WHAT NEEDS TO BE DONE ▸ In the forum thread below about painting parking sensors, how much did one poster pay for each sensor they had painted last year?

EXTRACT TO READ ▸
▶

# Parking sensor painting?



## DLGWRX02 (Apr 6, 2010)

Ok I've just received a replacement parking sensor, the one it's to replace has been colour coded. 
1, As it's such a tiny area, would a touch up paint applied by brush work?
2, What sort of price should I expect to pay if handed to a body shop?
3, If I were to attempt it at home with rattle cans, bearing in mind it's only the face that needs doing, can any offer any advice?


----------



## J306TD (May 19, 2008)

I had some painted last year. Cost me £10 each

Sent from my Samsung Galaxy S7


----------



## HubertK (Mar 12, 2015)

I've picked up some colour coded paint from halfords for like £10 and sprayed all my cobra sensors. I've masked them up with thin masking tape and gave them one light coat of primer and two really light coats of paint and clear. It took couple hours in my shed but look absolutely fine and work just fine.


----------



## jj9 (Jun 11, 2015)

If the sensor you're wanting to paint isn't supplied in primer and is shiney plastic best to key the surface with 1000 grit wet and dry or a Grey scotch pad before painting.


Cheers.


----------



## Sportsvan jay (Mar 14, 2015)

You should plastic prime the sensors first before you prime and paint otherwise the paint will flake off after a period of time I paint about 20 sets a week in our paint shop never had an issue with flaking paint if you do the job properly


----------



## DLGWRX02 (Apr 6, 2010)

Well I decided to fit it unpainted for now, looks like the old one was never actually painted properly. But I think you can see why it failed.



Having slightly just, and I mean really slightly, tugged at the connector to disconnect my faulty pdc, it split in two.!


----------

◀

[A set of records]
▶

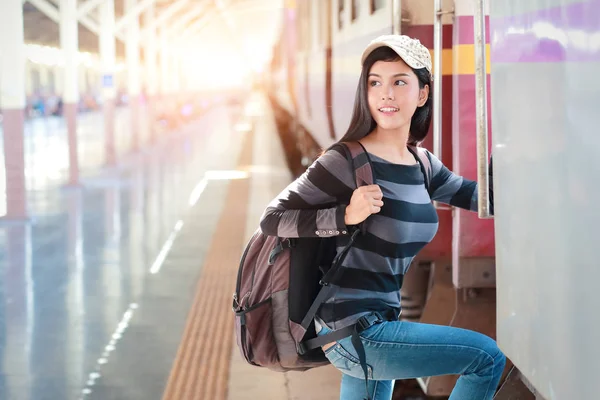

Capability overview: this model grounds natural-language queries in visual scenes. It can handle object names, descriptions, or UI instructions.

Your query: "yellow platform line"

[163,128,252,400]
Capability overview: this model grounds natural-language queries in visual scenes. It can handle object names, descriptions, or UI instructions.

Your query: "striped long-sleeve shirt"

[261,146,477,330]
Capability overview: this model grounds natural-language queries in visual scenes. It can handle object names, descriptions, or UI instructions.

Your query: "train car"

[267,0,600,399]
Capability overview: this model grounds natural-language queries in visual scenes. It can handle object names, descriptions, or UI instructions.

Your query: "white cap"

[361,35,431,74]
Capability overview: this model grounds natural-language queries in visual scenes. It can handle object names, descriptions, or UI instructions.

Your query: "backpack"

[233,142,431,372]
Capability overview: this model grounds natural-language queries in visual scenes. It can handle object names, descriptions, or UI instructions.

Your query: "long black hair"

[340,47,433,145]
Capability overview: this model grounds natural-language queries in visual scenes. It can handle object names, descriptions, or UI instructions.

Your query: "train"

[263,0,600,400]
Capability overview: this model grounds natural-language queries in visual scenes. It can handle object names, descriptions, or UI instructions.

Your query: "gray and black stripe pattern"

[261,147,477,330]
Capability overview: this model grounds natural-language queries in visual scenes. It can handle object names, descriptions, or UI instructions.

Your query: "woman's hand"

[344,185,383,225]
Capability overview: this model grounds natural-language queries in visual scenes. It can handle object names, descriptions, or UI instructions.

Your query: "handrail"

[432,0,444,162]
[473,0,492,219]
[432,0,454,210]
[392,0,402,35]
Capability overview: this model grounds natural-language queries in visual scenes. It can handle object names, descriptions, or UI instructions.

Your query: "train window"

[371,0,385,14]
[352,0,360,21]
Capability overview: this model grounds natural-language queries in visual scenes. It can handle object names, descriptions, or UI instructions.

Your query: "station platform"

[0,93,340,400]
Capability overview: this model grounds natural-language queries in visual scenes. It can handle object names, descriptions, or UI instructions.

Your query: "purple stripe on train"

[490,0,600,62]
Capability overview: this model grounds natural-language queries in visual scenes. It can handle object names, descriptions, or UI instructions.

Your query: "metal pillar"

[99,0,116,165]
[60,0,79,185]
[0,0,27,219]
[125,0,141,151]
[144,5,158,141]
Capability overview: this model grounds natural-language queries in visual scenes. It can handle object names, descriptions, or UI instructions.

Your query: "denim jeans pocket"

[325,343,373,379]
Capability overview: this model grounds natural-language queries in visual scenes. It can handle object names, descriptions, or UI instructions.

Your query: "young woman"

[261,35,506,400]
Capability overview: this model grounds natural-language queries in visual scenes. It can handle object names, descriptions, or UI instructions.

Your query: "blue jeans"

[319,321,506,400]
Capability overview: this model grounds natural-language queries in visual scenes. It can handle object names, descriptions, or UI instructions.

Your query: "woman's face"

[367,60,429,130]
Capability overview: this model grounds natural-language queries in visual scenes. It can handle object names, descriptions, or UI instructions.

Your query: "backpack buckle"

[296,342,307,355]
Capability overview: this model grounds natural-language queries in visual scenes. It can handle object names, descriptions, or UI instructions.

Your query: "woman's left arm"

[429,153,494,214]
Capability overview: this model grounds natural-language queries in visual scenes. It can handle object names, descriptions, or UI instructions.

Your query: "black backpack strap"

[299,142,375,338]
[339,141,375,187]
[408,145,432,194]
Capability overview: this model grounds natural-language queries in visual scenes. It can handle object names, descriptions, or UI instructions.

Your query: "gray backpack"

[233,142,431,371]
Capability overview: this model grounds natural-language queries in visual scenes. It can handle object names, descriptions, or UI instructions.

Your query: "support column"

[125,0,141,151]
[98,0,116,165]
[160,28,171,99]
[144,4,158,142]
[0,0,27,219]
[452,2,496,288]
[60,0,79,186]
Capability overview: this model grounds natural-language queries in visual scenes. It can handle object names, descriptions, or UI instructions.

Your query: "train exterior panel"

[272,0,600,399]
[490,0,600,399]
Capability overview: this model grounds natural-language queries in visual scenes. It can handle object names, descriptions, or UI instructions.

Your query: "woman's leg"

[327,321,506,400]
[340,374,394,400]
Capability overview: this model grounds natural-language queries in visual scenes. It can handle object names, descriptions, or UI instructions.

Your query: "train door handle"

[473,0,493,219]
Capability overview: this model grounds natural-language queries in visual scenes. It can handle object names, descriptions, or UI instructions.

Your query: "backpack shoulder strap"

◀

WRITTEN REPLY ▸ £10 each.